WRITTEN TASK>
In the entries below, how many lines contain the string "distant"? Case counts, so give only the number.

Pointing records
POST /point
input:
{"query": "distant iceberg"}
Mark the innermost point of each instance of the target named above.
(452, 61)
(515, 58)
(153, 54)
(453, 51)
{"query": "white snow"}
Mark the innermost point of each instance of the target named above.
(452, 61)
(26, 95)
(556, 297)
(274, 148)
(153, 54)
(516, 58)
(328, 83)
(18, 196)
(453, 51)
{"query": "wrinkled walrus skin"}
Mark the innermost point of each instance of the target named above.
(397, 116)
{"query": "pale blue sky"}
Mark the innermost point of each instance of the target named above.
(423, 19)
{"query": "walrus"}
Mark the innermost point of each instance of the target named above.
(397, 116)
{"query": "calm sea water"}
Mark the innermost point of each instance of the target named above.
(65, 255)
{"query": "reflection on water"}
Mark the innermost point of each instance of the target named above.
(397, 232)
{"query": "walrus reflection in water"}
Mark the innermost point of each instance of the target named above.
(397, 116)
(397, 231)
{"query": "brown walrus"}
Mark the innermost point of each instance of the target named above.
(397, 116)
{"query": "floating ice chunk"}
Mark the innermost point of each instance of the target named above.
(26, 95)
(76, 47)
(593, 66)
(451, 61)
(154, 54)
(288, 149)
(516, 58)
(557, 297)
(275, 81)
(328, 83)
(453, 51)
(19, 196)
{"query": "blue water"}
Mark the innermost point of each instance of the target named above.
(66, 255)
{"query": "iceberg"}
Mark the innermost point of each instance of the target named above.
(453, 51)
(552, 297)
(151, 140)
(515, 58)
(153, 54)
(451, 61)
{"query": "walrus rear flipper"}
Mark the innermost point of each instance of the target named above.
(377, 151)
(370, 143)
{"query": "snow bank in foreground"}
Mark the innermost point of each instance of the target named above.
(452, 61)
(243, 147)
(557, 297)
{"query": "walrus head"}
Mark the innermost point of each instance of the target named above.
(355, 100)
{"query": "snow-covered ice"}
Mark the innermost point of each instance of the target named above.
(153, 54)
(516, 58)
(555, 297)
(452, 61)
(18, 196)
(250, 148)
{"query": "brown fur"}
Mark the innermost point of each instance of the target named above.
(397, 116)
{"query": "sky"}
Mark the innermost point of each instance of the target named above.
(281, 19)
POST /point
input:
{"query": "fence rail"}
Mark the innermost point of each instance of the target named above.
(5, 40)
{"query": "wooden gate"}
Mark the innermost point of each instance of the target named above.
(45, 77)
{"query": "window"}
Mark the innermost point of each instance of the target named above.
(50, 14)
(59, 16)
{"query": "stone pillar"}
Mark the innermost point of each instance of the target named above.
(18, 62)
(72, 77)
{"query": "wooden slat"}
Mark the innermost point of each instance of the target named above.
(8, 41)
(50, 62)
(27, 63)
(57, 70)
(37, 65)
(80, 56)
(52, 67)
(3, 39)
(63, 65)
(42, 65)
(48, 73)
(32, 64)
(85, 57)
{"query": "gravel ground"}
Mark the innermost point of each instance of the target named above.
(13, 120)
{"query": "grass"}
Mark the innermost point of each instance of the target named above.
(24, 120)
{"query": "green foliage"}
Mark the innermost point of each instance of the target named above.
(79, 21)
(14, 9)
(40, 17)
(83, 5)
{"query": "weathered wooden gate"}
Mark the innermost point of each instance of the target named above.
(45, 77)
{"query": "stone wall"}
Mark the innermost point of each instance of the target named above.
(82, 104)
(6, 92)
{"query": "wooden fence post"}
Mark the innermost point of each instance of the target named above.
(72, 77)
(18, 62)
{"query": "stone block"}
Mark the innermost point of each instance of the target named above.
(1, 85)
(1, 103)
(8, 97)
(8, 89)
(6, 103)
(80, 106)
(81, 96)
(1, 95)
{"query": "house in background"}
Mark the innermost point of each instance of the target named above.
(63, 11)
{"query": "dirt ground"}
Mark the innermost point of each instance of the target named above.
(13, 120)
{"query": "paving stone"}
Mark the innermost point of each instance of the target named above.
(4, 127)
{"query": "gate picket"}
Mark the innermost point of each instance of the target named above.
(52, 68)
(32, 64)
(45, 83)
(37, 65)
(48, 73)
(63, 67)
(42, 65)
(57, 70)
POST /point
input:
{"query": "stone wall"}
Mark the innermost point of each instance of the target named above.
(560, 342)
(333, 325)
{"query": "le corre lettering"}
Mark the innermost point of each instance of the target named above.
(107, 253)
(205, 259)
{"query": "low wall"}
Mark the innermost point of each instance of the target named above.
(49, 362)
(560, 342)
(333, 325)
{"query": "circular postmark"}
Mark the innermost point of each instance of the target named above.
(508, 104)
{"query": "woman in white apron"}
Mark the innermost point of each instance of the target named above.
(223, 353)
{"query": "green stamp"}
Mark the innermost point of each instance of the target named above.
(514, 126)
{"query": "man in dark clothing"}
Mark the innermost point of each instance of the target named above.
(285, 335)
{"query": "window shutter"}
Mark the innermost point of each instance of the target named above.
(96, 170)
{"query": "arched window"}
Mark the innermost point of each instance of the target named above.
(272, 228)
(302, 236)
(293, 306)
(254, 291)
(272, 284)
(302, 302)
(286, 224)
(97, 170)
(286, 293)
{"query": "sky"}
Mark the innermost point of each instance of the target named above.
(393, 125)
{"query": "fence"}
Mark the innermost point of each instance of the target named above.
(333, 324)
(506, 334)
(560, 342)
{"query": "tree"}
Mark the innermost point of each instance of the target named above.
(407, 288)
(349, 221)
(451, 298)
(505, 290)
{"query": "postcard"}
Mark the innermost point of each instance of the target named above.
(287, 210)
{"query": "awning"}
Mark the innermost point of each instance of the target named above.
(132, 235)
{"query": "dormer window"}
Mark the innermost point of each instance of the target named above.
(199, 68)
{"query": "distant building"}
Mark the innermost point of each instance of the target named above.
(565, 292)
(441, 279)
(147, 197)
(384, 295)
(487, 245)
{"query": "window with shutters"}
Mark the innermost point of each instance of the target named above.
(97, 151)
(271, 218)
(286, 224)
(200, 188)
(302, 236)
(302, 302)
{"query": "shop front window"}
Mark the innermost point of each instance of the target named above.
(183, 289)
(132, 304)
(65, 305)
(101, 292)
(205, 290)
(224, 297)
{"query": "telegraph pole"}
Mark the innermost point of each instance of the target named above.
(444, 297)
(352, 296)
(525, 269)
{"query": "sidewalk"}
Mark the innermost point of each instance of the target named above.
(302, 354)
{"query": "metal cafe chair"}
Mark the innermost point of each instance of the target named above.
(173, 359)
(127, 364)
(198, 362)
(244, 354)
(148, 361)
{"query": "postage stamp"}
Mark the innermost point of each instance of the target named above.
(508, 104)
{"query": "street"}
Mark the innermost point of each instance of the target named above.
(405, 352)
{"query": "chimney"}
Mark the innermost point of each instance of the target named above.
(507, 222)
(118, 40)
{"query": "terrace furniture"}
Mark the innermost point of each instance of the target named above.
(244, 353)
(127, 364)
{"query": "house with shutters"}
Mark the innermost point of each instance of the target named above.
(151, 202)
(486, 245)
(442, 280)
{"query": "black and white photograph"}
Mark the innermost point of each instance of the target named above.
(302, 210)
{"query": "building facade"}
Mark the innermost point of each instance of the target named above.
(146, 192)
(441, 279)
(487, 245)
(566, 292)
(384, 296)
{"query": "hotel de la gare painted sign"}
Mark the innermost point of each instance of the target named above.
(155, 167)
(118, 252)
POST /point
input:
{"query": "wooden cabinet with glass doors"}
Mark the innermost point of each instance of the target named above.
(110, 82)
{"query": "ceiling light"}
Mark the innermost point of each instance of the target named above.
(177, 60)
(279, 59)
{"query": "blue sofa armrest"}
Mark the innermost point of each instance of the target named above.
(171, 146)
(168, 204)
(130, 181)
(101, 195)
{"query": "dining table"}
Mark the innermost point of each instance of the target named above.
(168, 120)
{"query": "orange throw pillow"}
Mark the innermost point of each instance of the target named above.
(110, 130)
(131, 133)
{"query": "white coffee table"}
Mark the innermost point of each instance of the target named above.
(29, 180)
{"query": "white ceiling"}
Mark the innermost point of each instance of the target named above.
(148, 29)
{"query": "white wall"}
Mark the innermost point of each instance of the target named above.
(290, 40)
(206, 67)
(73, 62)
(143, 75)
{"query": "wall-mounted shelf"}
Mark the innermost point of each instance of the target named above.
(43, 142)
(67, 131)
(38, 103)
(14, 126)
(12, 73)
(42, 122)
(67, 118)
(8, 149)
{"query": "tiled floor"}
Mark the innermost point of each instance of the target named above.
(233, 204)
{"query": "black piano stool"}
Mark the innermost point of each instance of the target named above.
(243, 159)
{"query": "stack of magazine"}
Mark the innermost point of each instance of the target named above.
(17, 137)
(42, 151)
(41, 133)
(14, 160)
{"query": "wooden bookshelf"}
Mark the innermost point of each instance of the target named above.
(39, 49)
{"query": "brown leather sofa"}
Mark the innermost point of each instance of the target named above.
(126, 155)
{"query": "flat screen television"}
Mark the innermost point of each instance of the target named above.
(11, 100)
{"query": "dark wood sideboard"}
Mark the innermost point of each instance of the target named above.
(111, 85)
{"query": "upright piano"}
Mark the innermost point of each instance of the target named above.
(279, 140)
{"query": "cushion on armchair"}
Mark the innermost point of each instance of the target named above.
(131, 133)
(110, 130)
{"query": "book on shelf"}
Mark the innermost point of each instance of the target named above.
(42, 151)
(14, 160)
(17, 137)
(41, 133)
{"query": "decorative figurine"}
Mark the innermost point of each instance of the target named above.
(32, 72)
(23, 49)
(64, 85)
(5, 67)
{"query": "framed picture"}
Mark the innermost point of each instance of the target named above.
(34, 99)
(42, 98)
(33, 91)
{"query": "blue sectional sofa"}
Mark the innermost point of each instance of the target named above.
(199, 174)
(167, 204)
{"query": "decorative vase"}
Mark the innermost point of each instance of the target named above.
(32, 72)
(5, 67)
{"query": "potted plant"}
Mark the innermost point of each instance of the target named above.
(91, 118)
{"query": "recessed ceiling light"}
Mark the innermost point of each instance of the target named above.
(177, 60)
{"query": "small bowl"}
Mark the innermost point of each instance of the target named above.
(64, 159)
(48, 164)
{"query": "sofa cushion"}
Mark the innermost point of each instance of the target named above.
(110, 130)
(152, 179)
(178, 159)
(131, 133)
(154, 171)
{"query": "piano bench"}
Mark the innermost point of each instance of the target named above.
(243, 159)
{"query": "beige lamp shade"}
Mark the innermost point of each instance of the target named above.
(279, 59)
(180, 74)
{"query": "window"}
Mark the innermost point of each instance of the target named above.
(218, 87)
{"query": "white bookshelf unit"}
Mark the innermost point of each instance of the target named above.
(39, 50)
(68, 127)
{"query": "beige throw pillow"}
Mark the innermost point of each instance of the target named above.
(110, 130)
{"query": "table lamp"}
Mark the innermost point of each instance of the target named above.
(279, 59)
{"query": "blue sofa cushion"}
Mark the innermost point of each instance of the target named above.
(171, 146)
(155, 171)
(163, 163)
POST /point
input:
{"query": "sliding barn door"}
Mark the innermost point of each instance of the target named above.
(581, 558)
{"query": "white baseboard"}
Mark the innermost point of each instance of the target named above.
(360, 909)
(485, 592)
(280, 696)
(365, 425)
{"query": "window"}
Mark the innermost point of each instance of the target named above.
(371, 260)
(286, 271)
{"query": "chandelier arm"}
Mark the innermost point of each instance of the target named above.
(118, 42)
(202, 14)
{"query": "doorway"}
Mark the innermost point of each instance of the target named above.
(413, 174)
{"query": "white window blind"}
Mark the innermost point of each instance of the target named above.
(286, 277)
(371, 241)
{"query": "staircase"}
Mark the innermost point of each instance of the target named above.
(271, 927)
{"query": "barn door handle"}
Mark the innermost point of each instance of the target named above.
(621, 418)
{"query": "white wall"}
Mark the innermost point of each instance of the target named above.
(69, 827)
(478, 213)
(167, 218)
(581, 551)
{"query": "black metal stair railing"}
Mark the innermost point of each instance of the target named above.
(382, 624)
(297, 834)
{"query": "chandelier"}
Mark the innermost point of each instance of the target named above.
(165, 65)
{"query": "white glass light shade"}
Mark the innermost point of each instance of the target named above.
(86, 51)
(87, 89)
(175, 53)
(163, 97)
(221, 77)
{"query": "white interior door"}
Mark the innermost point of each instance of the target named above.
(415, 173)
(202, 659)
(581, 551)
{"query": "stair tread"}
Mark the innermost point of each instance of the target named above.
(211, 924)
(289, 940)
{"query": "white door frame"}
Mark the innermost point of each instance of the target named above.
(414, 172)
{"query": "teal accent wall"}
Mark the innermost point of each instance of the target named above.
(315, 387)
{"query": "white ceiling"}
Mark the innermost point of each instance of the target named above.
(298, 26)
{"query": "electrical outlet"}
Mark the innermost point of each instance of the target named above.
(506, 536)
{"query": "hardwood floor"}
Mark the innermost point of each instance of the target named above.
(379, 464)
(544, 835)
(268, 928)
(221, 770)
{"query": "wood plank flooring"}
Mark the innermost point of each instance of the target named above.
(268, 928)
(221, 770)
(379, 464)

CORRECT RESULT>
2